======== SUPPLIED DATA ========

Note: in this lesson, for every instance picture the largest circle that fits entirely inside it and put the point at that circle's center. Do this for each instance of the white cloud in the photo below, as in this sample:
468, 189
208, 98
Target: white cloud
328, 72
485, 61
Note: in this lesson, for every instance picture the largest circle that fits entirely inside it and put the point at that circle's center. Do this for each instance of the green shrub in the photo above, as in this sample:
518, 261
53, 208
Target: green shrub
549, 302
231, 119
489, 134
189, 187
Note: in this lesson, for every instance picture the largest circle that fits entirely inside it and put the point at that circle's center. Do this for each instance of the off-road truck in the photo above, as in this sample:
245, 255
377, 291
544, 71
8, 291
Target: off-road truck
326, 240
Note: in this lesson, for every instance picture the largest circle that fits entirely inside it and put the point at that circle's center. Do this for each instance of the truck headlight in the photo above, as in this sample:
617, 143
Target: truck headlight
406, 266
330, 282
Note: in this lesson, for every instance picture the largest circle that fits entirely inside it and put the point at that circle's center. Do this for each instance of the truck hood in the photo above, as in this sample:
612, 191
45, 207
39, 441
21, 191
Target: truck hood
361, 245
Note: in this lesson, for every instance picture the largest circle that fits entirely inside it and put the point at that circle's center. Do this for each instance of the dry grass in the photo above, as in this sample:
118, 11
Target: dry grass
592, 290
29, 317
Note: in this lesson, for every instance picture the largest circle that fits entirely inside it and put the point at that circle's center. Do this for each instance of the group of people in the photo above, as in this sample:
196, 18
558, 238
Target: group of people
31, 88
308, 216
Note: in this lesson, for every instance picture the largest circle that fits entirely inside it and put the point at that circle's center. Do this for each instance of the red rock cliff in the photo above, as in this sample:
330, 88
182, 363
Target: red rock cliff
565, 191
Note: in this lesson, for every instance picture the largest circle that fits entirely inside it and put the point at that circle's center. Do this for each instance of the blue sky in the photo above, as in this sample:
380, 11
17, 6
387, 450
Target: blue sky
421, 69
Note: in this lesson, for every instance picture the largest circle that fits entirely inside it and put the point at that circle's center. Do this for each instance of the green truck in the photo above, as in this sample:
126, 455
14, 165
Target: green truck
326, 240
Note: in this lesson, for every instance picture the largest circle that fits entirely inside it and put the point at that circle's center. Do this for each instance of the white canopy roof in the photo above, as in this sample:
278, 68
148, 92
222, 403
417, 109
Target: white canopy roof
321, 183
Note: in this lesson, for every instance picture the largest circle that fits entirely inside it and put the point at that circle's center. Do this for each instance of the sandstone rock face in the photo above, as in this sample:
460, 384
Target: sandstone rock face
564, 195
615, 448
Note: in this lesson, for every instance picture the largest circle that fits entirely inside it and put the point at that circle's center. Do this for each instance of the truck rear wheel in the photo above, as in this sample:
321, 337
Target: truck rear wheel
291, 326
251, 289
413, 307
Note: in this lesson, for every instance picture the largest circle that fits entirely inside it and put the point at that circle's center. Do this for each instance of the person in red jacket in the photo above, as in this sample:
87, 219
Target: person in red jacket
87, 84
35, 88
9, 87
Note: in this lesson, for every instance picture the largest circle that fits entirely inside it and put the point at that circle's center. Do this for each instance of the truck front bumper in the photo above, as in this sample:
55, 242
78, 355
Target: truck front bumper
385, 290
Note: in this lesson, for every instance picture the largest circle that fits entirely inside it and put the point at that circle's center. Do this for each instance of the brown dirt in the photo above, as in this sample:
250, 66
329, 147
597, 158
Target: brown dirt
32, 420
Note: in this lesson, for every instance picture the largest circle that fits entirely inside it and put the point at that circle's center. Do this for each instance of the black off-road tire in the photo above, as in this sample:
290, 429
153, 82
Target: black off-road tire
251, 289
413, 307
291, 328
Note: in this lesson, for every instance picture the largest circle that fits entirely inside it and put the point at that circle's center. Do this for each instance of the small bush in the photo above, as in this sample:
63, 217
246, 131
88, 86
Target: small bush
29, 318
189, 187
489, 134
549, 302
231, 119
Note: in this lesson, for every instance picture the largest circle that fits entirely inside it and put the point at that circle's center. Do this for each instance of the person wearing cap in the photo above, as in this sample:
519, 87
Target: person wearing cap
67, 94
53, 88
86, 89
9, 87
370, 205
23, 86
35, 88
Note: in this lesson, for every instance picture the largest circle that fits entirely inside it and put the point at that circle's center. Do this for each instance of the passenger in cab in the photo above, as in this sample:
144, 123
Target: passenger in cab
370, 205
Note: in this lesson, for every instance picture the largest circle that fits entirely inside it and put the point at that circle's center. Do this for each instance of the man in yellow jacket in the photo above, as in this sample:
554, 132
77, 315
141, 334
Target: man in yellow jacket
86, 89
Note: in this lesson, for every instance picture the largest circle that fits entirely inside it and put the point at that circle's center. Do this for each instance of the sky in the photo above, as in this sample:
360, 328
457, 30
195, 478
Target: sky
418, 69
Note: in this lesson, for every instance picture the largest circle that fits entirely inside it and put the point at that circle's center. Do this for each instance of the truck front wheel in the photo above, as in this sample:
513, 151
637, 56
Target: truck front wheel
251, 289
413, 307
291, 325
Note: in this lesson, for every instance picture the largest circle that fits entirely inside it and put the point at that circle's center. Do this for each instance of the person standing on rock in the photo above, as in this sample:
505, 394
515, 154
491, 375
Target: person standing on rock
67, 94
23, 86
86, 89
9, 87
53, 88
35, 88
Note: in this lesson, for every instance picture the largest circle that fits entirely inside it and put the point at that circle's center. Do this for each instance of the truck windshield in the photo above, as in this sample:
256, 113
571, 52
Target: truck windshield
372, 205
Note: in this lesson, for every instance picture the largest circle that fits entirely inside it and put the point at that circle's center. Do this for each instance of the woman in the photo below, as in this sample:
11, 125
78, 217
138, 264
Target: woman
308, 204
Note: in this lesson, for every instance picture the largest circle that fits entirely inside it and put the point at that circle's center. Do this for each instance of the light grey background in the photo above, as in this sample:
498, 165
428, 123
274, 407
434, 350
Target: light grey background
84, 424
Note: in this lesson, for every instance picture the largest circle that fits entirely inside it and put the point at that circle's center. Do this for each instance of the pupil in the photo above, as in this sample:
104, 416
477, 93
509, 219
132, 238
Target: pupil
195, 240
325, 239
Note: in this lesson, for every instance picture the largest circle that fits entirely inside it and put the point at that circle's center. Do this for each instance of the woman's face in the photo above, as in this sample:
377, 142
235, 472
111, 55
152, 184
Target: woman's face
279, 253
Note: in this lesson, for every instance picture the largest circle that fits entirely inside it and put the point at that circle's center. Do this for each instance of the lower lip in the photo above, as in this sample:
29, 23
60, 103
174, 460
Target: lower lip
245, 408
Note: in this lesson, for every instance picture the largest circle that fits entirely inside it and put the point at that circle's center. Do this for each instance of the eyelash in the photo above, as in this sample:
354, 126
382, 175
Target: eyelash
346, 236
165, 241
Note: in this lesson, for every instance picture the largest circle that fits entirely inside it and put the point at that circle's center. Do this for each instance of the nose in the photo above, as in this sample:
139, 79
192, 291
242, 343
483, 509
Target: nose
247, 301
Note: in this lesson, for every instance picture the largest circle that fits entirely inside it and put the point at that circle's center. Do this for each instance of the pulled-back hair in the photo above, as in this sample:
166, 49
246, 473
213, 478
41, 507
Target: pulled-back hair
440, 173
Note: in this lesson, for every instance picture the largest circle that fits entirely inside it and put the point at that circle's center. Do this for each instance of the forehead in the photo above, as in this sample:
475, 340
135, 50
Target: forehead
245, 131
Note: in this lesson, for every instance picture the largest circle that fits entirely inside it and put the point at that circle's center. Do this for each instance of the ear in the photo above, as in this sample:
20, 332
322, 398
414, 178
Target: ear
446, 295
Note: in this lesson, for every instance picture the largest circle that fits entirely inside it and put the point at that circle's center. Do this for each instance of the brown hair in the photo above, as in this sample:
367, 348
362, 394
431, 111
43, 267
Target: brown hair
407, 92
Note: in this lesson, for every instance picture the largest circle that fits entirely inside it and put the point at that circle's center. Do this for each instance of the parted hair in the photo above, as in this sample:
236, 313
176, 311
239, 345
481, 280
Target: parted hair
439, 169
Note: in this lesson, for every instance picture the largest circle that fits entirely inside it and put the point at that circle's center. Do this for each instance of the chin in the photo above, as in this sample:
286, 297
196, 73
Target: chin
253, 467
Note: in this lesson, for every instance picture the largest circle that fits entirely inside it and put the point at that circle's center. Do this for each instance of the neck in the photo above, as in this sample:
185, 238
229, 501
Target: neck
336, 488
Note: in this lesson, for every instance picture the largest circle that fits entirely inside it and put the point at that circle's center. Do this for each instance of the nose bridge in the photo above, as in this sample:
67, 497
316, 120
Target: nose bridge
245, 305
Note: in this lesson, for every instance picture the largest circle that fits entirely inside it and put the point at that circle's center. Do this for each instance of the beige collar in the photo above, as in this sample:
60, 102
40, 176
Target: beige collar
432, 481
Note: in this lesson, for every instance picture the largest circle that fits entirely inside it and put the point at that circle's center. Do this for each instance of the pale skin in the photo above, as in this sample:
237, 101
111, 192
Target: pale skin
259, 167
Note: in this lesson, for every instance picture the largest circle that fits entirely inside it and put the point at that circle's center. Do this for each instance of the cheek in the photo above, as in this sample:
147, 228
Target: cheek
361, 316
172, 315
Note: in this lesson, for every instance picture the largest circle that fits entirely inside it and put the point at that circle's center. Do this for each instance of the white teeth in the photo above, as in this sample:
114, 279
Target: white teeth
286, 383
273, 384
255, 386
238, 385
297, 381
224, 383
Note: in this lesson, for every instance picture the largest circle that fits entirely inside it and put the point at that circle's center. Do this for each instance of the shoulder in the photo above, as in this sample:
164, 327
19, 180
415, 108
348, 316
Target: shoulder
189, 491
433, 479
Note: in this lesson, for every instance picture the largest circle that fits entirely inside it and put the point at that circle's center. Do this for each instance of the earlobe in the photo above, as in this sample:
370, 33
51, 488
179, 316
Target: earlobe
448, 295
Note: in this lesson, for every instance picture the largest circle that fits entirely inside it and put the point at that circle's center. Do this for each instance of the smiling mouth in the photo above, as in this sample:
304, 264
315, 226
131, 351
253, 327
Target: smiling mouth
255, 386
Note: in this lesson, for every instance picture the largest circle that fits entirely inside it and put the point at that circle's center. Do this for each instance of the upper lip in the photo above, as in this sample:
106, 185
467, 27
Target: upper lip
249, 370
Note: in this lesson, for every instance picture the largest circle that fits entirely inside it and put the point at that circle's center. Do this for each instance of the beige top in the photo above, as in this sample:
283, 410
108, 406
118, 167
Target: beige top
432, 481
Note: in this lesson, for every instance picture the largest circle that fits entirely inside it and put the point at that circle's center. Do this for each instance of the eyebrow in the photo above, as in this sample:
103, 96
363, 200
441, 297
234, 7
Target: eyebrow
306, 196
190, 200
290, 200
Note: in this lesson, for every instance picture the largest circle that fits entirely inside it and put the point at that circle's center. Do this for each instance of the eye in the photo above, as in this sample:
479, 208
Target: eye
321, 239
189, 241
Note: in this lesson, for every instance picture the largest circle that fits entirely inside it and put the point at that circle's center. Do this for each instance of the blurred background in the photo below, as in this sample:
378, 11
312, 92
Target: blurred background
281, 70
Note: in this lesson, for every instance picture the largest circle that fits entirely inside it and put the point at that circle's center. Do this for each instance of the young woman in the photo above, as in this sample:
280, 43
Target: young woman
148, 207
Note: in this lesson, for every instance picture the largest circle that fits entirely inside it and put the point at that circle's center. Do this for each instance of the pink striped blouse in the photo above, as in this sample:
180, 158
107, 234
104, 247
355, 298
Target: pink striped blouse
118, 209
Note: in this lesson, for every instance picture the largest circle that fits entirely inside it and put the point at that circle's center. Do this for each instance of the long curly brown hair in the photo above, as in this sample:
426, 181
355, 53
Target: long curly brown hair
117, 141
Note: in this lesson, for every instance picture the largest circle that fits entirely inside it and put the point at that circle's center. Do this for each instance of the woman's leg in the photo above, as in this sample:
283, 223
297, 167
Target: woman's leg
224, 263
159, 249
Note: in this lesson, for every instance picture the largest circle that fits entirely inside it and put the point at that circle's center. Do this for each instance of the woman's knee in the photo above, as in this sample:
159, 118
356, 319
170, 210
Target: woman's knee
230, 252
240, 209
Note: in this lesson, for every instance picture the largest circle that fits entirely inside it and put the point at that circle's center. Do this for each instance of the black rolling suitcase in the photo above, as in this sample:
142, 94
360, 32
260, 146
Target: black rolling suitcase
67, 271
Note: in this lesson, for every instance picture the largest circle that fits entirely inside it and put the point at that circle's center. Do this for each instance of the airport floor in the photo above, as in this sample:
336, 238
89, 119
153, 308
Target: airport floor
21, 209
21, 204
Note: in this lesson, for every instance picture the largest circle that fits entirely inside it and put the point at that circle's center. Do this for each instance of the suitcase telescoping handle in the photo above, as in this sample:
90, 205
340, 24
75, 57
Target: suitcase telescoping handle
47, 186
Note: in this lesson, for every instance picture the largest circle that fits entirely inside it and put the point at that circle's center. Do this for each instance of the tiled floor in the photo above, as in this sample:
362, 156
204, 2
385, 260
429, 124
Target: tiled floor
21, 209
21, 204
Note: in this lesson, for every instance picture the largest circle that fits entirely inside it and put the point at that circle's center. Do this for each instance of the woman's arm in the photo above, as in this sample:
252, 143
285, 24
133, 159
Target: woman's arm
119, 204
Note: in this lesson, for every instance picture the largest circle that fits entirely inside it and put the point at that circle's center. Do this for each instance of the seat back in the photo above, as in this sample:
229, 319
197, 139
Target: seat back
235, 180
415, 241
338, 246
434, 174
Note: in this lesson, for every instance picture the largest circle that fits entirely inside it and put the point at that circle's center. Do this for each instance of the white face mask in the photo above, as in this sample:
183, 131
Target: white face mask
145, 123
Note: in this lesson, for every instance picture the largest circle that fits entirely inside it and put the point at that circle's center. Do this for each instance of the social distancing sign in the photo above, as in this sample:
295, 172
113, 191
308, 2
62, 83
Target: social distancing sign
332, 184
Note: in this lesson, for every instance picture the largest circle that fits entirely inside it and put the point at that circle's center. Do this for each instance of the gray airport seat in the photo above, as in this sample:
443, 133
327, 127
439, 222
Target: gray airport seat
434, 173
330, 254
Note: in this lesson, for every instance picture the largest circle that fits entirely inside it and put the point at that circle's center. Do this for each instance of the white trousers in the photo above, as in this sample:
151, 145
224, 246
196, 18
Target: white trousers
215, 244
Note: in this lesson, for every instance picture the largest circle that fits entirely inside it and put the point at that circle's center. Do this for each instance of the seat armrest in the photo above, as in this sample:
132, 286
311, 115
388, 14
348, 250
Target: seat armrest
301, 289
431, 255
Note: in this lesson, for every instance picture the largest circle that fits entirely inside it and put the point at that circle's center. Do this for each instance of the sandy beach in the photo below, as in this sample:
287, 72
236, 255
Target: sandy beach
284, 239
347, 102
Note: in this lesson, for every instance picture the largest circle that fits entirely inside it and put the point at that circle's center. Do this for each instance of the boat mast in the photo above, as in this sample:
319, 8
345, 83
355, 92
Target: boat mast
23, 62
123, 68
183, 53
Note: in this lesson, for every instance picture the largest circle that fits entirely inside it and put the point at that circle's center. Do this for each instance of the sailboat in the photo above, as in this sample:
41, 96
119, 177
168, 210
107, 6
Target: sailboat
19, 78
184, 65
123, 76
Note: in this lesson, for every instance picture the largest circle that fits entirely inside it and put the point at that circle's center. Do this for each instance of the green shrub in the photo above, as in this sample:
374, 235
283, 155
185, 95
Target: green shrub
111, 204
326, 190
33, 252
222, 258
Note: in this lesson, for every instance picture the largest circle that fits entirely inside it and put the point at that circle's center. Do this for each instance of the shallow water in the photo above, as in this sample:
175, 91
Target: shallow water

========

Extract, exactly, the lines above that begin at the line containing "of the sandy" and end at the final line of the records; add no other text.

▶ _FULL ANSWER_:
Note: in this lesson, for every instance picture the largest circle that fits entirely inside it and put the point at that circle's center. Do this for each instance of the sandy beach in the photo below, as in this sample:
287, 72
236, 255
Target: sandy beach
284, 239
347, 102
Note: in this lesson, for every instance picture the largest circle that fits entirely inside it and put the point at that circle's center. Do this for each instance of the boat mast in the photo above, as in this sample:
319, 8
345, 83
355, 92
Target: boat mast
23, 62
123, 68
183, 53
Note: in this lesson, for every instance picture the largest circle that fits entirely inside it and put the point at that circle's center. Do this for each instance of the sailboat in the photo above, as in this sample:
41, 96
119, 177
168, 210
107, 6
Target: sailboat
19, 78
184, 65
123, 76
Note: in this lesson, for every instance picture the largest circle that fits entirely inside it and put the point at that circle's center. Do this for each instance of the green shrub in the photo above, as in this sample:
374, 235
283, 155
185, 95
Target: green shrub
111, 204
326, 190
33, 252
222, 258
Note: in this lesson, for every instance picture the largest circle that fits entirely inside it and put the point at that circle's center. Do this for each instance of the shallow water in the photo above, as in this sample:
175, 91
Target: shallow water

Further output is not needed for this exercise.